Geography
- Location: Ferozepur Road, Lahore, Punjab, Pakistan
- Coordinates: 31°28′48″N 74°20′35″E﻿ / ﻿31.4801°N 74.3430°E

Organisation
- Type: Teaching

Services
- Beds: 1,100

History
- Opened: May 1995

Links
- Website: www.chich.edu.pk
- Lists: Hospitals in Pakistan

= Children Hospital, Lahore =

Children's Hospital and Institute of Child Health, established in May 1995, is a public children's hospital located on Ferozepur Road, Lahore, Punjab, Pakistan. The institution comes under Punjab Health Department.

==History==
In 1984, the idea of building a child healthcare institute was presented at the annual meeting of the Pakistan Paediatric Association. Although the construction of the hospital began in 1990, the outpatient department wasn't opened until May 1995. The emergency services began in October 1996, and inpatient services in December 1998.

◆ ◆ ◆ ◆

EXERCISE SET.
A) From the hospital article, print the passage starting with "Children's Hospital and" and going on through "in December 1998.".
B) Name each hospital service whose start date is given in the hospital article, along with that date.
C) Using the hospital article, explain how the project to build the institute began and when construction followed.

(Stored data)
◆ ◆ ◆ ◆

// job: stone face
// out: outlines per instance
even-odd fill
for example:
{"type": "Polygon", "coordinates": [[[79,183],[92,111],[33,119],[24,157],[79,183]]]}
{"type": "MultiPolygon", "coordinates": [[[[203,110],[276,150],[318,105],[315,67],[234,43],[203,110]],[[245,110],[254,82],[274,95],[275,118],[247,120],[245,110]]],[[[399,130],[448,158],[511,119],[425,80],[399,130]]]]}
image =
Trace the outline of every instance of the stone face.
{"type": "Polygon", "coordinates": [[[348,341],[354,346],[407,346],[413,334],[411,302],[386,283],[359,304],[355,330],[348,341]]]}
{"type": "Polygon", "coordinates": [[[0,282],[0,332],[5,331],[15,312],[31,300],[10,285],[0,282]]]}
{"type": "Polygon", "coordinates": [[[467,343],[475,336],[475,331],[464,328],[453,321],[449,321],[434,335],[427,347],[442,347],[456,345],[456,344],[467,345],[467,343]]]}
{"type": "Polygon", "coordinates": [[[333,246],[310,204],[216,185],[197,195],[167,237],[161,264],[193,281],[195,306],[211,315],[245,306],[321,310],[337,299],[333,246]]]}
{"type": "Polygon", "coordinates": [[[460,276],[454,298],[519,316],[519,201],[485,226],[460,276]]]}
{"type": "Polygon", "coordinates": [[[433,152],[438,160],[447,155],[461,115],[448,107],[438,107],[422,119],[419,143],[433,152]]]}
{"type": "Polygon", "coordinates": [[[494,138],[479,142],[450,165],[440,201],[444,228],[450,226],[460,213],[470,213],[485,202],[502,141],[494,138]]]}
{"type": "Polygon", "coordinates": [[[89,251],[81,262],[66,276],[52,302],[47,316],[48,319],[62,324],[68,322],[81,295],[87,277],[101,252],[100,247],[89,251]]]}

◆ ◆ ◆ ◆

SOLUTIONS TO THE EXERCISE.
A)
Children's Hospital and Institute of Child Health, established in May 1995, is a public children's hospital located on Ferozepur Road, Lahore, Punjab, Pakistan. The institution comes under Punjab Health Department.

==History==
In 1984, the idea of building a child healthcare institute was presented at the annual meeting of the Pakistan Paediatric Association. Although the construction of the hospital began in 1990, the outpatient department wasn't opened until May 1995. The emergency services began in October 1996, and inpatient services in December 1998.

B)
Outpatient department: May 1995
Emergency services: October 1996
Inpatient services: December 1998

C) The idea of building a child healthcare institute was presented in 1984 at the annual meeting of the Pakistan Paediatric Association. Construction of the hospital then began in 1990.